提示文:
######

砂の海のレイメイ: 大いなるアルビオン2 (ガガガ文庫)
ダンテを倒して異世界≪ウォーズ≫直下を支配から解放したテンドウ海賊団。覇者集う六大会議に参加するため、カンパニーへと航路をとる第2弾。道中砂海の伝説と呼ばれる超巨大生物・白鯨と遭遇し、壊滅的な被害を受けながらも六大組織のひとつオーダーの騎士ネビュラの助力で難を切り抜けたレイメイたち。彼にレイメイを託す資質を見出すゲット、密かに復讐の機会を伺うザファルたち、それに新キャラも加えた様々な人間模様が描かれる中で、巨大な白鯨アルビオンをめぐる陰謀も絡めた波乱の展開でしたけど、弱気になるレイメイをゲットが支えて立ち向かう2人の相棒感と、何とももどかしい関係性、彼らが繰り広げる熱いバトルとそれぞれの覚悟が垣間見える結末はなかなか良かったです。
ファム・ファタールを召し上がれ (ガガガ文庫)
『魅了』の異能で世界中の人間を下僕に変えてきた「傾国の悪女」ニカ。彼女が宿敵だった魔界の魔王のもとに送られる惚れたら破滅のラブゲーム。魔界と人類の友好の証としての魔王との婚姻に、厄介払いと魔界の混乱を期待して送られたニカ。ミジンコメンタル引きこもりで、ちょっと興奮するだけで気絶する超絶コミュ障の魔王ナサニエル相手に、早速メイドのスライムを手なづけたニカが、手を変え品を変えて魔王にアプローチしていくものの、魔王がすぐに気絶してしまいなかなか上手くいかない展開でしたが、そんな彼女が魔王城を居心地の良い居場所として実感していく心境の変化と、大切なものを守るために覚悟を決めた魔王と共に人類の悪意に立ち向かう結末はなかなか良かったです。

######

記録データ:
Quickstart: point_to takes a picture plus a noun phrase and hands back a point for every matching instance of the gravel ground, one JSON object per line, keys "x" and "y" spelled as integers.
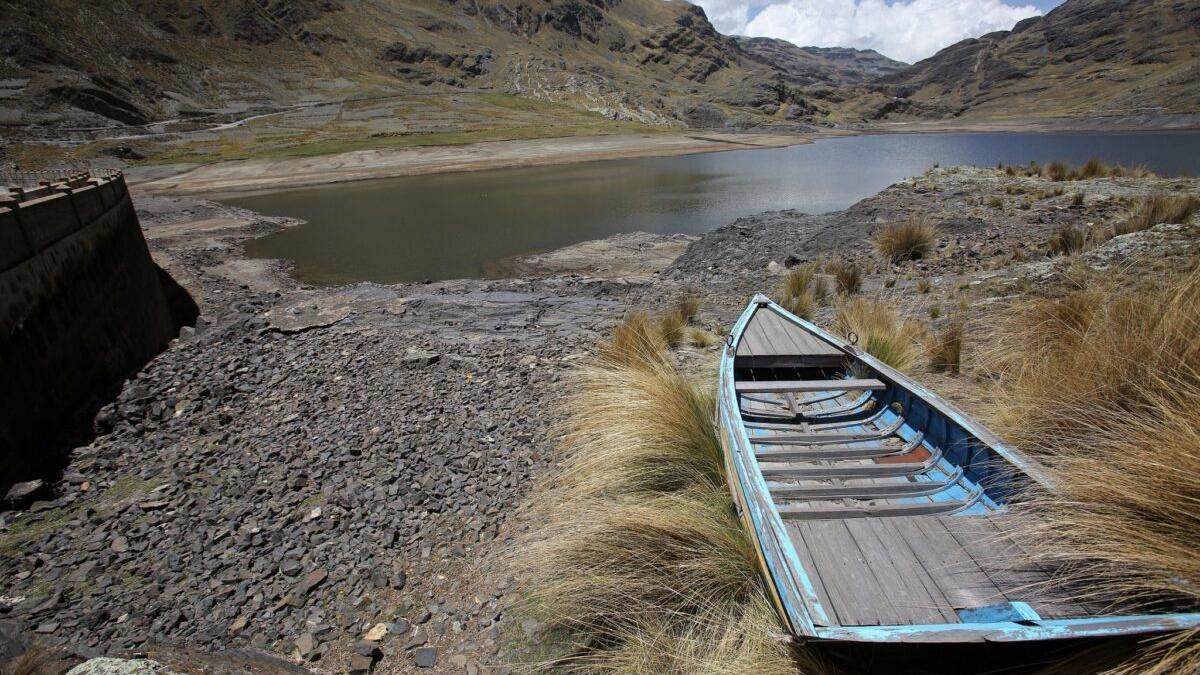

######

指示文: 提示文の「ダンテを倒して異世界≪ウォー」から「が垣間見える結末はなかなか良かったです。」までを、一字一句変えずに書き写してください。 提示文に書かれていることだけを根拠にしてください。

結果:
ダンテを倒して異世界≪ウォーズ≫直下を支配から解放したテンドウ海賊団。覇者集う六大会議に参加するため、カンパニーへと航路をとる第2弾。道中砂海の伝説と呼ばれる超巨大生物・白鯨と遭遇し、壊滅的な被害を受けながらも六大組織のひとつオーダーの騎士ネビュラの助力で難を切り抜けたレイメイたち。彼にレイメイを託す資質を見出すゲット、密かに復讐の機会を伺うザファルたち、それに新キャラも加えた様々な人間模様が描かれる中で、巨大な白鯨アルビオンをめぐる陰謀も絡めた波乱の展開でしたけど、弱気になるレイメイをゲットが支えて立ち向かう2人の相棒感と、何とももどかしい関係性、彼らが繰り広げる熱いバトルとそれぞれの覚悟が垣間見える結末はなかなか良かったです。